* _Reading text_:
+ + + + + + +

The fullback revealed he was uncharacteristically nervous heading into the final against New Zealand at Old Trafford, fearing that he had rushed his return from a knee injury suffered a fortnight ago.

After working around the clock for two weeks to get himself fit, Slater was one of the Kangaroos' best players in the 34-2 win, scoring two tries and delivering an assured performance at the back.

But right up until kick-off he was worried his troublesome left knee may not be up to the task.

"It was probably the most nervous I've been going into a game for a long time," Slater said.

"Just the uncertainty of how it was going to hold up.

"I trained [this week] and, to be perfectly honest, I didn't completely convince myself.

"I didn't feel great but I got out there today and it was probably the best it's felt in the last two weeks."

Slater's tournament was expected to be over when he suffered a recurrence of a knee injury in Australia's quarter-final win over the US.

His relief at being able to be part of the side that avenged the 2008 final loss to the Kiwis was clear to see when he celebrated scoring Australia's opening try.

"I'm just happy I could get out there and do that stuff again," said Slater, who paid tribute to the efforts of the Kangaroos medical staff.

"I couldn't walk a week ago and even a couple of days ago I was weighing up whether I would put my hand up to play or not.

+ + + + + + +

* _Data provided_:
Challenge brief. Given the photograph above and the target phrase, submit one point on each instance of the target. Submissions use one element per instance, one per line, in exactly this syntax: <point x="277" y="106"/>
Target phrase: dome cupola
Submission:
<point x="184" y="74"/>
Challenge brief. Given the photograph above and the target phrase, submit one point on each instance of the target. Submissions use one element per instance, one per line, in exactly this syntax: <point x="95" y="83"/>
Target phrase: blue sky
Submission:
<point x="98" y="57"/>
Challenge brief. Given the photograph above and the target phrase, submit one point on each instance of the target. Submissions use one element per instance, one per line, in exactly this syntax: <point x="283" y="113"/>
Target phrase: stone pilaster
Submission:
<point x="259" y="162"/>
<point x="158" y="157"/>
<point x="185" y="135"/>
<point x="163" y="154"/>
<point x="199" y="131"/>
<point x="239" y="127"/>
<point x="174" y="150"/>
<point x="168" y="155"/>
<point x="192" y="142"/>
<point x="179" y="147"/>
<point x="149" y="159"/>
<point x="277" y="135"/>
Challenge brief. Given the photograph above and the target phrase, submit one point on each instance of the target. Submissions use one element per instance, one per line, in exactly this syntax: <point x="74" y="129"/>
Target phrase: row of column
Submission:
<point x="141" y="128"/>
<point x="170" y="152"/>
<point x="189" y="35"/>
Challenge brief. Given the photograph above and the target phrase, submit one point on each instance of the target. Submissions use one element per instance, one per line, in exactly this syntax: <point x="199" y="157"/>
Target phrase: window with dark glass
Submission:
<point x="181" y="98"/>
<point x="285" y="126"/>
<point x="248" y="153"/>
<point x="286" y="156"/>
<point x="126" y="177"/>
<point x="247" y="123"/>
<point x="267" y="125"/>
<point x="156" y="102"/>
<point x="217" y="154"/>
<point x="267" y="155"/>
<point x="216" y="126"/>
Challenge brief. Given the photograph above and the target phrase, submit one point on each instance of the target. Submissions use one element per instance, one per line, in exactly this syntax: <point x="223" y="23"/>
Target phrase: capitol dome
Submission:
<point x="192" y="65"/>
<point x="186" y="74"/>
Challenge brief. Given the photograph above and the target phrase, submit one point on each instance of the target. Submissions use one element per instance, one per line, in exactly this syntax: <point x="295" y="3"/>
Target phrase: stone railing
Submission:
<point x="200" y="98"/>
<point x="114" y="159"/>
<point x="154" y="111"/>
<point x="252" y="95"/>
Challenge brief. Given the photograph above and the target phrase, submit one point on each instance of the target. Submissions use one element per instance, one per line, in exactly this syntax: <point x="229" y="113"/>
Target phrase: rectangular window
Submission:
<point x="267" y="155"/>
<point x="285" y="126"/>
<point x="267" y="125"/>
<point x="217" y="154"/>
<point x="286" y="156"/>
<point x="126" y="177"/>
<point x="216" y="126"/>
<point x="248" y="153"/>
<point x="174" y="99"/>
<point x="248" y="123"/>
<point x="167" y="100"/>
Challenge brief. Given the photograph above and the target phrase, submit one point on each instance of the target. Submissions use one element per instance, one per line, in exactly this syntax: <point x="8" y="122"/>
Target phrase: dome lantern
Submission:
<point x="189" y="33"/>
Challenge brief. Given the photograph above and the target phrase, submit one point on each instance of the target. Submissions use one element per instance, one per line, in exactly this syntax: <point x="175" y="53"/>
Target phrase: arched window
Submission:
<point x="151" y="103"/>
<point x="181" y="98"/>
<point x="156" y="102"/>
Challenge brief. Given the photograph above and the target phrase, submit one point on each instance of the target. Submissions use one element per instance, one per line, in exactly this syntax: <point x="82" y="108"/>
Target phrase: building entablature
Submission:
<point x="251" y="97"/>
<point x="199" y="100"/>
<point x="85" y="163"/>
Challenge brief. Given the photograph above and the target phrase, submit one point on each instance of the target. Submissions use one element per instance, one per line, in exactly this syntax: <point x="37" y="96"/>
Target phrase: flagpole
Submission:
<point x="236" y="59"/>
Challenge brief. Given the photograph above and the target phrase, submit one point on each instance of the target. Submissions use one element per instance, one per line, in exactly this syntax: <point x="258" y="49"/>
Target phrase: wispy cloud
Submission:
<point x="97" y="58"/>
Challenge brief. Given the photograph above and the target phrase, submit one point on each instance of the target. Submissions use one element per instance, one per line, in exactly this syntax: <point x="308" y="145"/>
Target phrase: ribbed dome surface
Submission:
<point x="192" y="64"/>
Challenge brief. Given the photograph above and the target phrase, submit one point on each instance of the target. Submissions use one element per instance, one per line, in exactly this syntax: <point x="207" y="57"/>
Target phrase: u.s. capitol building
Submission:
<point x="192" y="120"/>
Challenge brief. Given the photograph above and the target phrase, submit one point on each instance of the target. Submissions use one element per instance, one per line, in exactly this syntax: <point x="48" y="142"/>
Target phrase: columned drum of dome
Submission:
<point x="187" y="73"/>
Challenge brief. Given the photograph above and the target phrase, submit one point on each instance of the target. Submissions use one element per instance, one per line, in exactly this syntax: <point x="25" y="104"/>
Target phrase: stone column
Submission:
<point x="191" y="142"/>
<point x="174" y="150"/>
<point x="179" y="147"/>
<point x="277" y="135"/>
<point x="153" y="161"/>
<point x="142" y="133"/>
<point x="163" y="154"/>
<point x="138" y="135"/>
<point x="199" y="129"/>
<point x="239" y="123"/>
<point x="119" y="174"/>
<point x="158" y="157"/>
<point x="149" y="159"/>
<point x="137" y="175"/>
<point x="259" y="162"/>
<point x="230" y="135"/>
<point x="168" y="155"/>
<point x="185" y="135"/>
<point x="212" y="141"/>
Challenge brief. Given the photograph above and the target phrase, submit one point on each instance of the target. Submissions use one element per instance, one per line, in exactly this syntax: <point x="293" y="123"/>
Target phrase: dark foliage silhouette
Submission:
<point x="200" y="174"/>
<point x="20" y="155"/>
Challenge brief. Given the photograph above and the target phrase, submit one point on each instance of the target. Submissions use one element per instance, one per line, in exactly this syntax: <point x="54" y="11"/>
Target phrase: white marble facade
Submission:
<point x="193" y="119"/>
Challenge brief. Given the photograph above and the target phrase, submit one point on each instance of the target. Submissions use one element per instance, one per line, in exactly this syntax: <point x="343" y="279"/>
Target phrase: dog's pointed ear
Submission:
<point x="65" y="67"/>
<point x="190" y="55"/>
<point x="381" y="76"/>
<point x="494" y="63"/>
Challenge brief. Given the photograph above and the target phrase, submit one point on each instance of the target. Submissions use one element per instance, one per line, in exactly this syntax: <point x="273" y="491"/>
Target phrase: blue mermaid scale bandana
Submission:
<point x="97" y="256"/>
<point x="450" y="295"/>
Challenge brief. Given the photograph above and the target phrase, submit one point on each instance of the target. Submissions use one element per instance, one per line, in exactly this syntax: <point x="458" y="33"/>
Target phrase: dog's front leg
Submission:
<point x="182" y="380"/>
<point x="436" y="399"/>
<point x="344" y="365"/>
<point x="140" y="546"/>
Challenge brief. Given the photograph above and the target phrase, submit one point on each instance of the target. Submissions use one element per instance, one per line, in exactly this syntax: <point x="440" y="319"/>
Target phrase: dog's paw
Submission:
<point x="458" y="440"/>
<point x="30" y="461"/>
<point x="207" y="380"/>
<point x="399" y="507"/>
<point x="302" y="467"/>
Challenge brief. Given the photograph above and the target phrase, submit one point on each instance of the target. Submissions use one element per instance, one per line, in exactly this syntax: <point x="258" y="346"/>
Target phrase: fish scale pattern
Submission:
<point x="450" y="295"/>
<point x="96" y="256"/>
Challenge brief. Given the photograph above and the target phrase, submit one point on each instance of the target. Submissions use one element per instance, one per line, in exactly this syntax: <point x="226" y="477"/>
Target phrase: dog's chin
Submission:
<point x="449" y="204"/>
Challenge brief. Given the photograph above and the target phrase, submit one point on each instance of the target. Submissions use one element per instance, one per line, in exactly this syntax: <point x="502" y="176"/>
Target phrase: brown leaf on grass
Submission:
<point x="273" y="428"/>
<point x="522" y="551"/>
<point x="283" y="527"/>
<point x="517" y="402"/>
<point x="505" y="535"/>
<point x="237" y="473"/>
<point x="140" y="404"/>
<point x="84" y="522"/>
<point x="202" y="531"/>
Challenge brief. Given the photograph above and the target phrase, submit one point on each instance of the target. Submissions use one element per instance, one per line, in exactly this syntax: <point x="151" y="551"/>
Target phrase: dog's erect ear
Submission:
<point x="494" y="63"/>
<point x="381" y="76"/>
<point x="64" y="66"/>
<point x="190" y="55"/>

+ + + + + + +

* _Assigned task 1_:
Reproduce the part of the report on Slater's return from injury that runs from "The fullback revealed" up to and including "to hold up.", word for word.
* _Assigned task 2_:
Carry on the report about Slater and his knee in the final against New Zealand from the point where it stops.

* _Written reply 1_:
The fullback revealed he was uncharacteristically nervous heading into the final against New Zealand at Old Trafford, fearing that he had rushed his return from a knee injury suffered a fortnight ago.

After working around the clock for two weeks to get himself fit, Slater was one of the Kangaroos' best players in the 34-2 win, scoring two tries and delivering an assured performance at the back.

But right up until kick-off he was worried his troublesome left knee may not be up to the task.

"It was probably the most nervous I've been going into a game for a long time," Slater said.

"Just the uncertainty of how it was going to hold up.

* _Written reply 2_:
"To get out there and perform the way we we did and be a part of the side we have is very special to me."

Slater's performance came on the back of a tumultuous campaign in which he was involved in a nightclub fight in Manchester a week out from the quarter-finals.

It also allowed for an element of personal redemption after his infamous horror pass helped the Kiwis to victory in Brisbane five years ago, though he played down those memories as a motivating factor.

"In my career, I've always looked forward," he said.

Slater's return forced Greg Inglis back to the centres and meant fellow Queenslander Brent Tate dropped out of the side.

Slater said he felt for the veteran centre and the other squad players who missed the final.

"But everyone's played a part in this World Cup and everyone deserves to celebrate it," Slater said.